Saved data entries
-- BEGIN --
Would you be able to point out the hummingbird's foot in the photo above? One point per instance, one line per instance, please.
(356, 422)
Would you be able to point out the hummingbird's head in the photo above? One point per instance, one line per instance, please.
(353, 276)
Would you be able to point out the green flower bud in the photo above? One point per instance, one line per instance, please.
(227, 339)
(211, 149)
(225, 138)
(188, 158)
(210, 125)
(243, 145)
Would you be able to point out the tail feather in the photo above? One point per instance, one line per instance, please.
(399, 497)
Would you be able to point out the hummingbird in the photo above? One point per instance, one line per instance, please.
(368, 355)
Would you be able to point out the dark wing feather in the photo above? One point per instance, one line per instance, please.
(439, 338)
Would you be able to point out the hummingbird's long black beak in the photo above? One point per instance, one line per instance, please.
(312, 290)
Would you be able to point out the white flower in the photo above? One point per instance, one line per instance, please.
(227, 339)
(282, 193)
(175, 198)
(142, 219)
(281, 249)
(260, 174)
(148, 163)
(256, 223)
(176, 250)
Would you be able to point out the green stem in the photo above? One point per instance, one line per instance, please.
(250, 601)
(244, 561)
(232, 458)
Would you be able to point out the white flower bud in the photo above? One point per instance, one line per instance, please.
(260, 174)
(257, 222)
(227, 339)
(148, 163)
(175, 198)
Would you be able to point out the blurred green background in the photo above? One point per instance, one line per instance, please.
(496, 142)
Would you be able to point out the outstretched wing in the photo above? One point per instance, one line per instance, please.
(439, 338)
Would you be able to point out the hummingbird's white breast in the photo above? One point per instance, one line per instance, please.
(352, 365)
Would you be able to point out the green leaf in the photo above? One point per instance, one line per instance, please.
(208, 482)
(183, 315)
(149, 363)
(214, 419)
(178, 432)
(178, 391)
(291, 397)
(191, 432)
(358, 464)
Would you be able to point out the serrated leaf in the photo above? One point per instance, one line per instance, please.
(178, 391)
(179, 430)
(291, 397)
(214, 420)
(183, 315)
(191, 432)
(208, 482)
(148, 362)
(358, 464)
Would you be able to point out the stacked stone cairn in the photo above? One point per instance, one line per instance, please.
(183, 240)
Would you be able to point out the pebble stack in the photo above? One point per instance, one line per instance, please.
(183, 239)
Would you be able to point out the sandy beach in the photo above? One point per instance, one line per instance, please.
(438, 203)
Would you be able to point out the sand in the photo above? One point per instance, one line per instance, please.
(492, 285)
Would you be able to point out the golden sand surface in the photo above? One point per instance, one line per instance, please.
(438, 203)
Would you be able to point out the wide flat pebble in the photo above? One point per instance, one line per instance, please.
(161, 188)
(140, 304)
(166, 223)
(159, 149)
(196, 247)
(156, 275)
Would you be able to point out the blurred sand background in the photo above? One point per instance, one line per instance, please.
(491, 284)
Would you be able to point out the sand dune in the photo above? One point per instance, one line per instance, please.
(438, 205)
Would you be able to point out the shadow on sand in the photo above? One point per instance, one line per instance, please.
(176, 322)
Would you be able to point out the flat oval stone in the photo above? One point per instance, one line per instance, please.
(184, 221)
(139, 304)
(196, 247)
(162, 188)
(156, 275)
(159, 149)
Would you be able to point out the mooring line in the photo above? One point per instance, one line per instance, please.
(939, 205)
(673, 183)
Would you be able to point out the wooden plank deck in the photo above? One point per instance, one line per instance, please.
-- END --
The request
Return, with no changes, every line of the material above from the line that contains "Would you be able to point out the mooring" through the end of the material, including both of those lines.

Exercise answer
Would you be able to point out the mooring line in the photo above? One point per instance, one line per instance, please.
(939, 205)
(673, 183)
Would you be able to point out the wooden plank deck in the photo above? One point per instance, one line per instance, please.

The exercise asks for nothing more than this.